-- start --

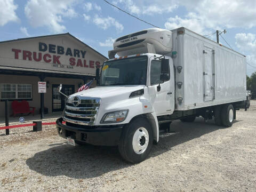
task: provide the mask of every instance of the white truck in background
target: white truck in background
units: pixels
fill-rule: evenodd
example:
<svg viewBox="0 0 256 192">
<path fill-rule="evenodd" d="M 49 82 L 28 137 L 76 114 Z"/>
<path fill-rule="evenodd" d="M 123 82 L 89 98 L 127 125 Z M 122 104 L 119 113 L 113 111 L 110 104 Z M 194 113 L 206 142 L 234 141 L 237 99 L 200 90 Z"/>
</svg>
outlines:
<svg viewBox="0 0 256 192">
<path fill-rule="evenodd" d="M 201 116 L 229 127 L 246 106 L 245 57 L 186 28 L 121 37 L 109 57 L 98 86 L 68 97 L 57 121 L 69 142 L 118 146 L 138 163 L 172 121 Z"/>
</svg>

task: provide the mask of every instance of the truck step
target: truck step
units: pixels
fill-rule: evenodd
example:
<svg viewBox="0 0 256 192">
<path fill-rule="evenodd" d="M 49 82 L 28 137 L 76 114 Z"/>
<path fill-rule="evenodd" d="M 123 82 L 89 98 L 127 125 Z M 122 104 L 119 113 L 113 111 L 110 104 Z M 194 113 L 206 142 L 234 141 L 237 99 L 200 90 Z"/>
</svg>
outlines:
<svg viewBox="0 0 256 192">
<path fill-rule="evenodd" d="M 171 136 L 174 134 L 179 133 L 179 132 L 164 132 L 164 133 L 159 133 L 159 137 L 160 138 L 164 138 L 166 137 Z"/>
</svg>

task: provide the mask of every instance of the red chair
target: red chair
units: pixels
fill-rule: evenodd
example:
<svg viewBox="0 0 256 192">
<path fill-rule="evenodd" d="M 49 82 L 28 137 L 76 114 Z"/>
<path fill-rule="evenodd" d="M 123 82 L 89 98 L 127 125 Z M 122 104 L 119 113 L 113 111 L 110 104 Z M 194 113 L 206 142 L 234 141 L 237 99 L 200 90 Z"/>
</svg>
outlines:
<svg viewBox="0 0 256 192">
<path fill-rule="evenodd" d="M 29 104 L 28 101 L 23 100 L 21 102 L 17 101 L 13 101 L 12 103 L 12 109 L 13 117 L 15 117 L 16 114 L 28 113 L 28 115 L 30 113 L 33 113 L 35 115 L 35 107 L 29 107 Z"/>
</svg>

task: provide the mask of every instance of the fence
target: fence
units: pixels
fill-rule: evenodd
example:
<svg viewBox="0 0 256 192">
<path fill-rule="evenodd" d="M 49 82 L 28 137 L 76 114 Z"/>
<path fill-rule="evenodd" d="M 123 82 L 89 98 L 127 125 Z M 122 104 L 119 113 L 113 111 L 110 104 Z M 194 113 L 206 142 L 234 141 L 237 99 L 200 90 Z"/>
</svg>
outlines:
<svg viewBox="0 0 256 192">
<path fill-rule="evenodd" d="M 62 123 L 66 123 L 65 122 L 62 122 Z M 8 125 L 3 127 L 0 127 L 0 130 L 6 130 L 5 134 L 9 134 L 9 129 L 13 128 L 18 128 L 18 127 L 23 127 L 27 126 L 33 126 L 33 131 L 42 131 L 42 125 L 55 125 L 56 122 L 46 122 L 42 123 L 41 121 L 33 121 L 33 123 L 29 123 L 26 124 L 20 124 L 20 125 Z"/>
</svg>

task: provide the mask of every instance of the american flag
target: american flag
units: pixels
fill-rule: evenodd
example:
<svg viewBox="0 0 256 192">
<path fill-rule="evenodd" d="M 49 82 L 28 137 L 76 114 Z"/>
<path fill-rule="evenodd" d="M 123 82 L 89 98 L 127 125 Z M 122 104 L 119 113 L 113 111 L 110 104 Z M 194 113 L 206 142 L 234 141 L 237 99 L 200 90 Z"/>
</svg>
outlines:
<svg viewBox="0 0 256 192">
<path fill-rule="evenodd" d="M 86 89 L 89 89 L 91 84 L 93 82 L 93 80 L 91 80 L 89 82 L 87 83 L 85 85 L 83 85 L 82 87 L 78 89 L 77 92 L 80 92 L 83 90 L 86 90 Z"/>
</svg>

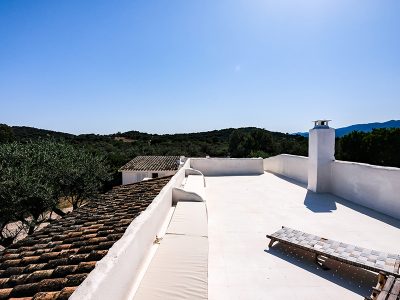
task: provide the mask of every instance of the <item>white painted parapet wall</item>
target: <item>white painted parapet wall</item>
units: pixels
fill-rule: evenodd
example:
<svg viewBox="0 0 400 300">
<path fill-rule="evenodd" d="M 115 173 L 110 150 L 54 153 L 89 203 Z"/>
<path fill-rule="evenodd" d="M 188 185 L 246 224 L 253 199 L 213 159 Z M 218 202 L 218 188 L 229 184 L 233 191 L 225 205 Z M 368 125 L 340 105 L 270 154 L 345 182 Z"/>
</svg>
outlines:
<svg viewBox="0 0 400 300">
<path fill-rule="evenodd" d="M 262 158 L 191 158 L 190 167 L 204 176 L 260 175 Z"/>
<path fill-rule="evenodd" d="M 264 159 L 264 170 L 307 184 L 308 157 L 281 154 Z"/>
<path fill-rule="evenodd" d="M 264 170 L 307 183 L 308 158 L 281 154 L 264 159 Z M 331 194 L 400 219 L 400 168 L 335 160 Z"/>
<path fill-rule="evenodd" d="M 332 194 L 400 219 L 400 168 L 336 160 Z"/>
</svg>

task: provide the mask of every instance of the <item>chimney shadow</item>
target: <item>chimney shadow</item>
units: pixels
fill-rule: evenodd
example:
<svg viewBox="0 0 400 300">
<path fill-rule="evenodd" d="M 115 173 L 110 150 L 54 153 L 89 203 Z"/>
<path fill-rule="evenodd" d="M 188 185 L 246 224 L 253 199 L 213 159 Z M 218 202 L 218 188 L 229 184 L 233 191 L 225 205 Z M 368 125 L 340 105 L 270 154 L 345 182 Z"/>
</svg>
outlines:
<svg viewBox="0 0 400 300">
<path fill-rule="evenodd" d="M 336 210 L 336 199 L 330 194 L 317 194 L 307 191 L 304 205 L 315 213 L 331 213 Z"/>
</svg>

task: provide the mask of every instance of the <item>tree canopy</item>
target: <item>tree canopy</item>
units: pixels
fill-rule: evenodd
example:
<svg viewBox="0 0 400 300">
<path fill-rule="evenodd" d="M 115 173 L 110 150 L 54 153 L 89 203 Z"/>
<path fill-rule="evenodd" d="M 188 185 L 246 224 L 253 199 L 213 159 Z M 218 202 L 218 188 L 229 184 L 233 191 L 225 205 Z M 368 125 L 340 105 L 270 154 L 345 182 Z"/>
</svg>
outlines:
<svg viewBox="0 0 400 300">
<path fill-rule="evenodd" d="M 60 198 L 74 208 L 90 200 L 109 179 L 104 159 L 54 140 L 0 144 L 0 244 L 21 230 L 33 233 L 57 211 Z M 9 224 L 19 222 L 18 228 Z"/>
</svg>

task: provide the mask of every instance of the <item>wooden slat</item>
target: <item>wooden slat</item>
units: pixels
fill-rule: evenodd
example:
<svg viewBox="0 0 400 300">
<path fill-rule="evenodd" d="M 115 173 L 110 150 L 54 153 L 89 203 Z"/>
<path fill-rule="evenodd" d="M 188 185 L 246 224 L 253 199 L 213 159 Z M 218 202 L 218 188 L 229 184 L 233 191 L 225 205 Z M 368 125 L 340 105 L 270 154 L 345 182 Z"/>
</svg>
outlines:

-- end --

◆ Problem description:
Locate every line in the rows above that contains the word "tree" and copy each of those lines.

◆ Task output:
task: provide the mask of every instance of the <item>tree canopy</item>
target: <item>tree canopy</item>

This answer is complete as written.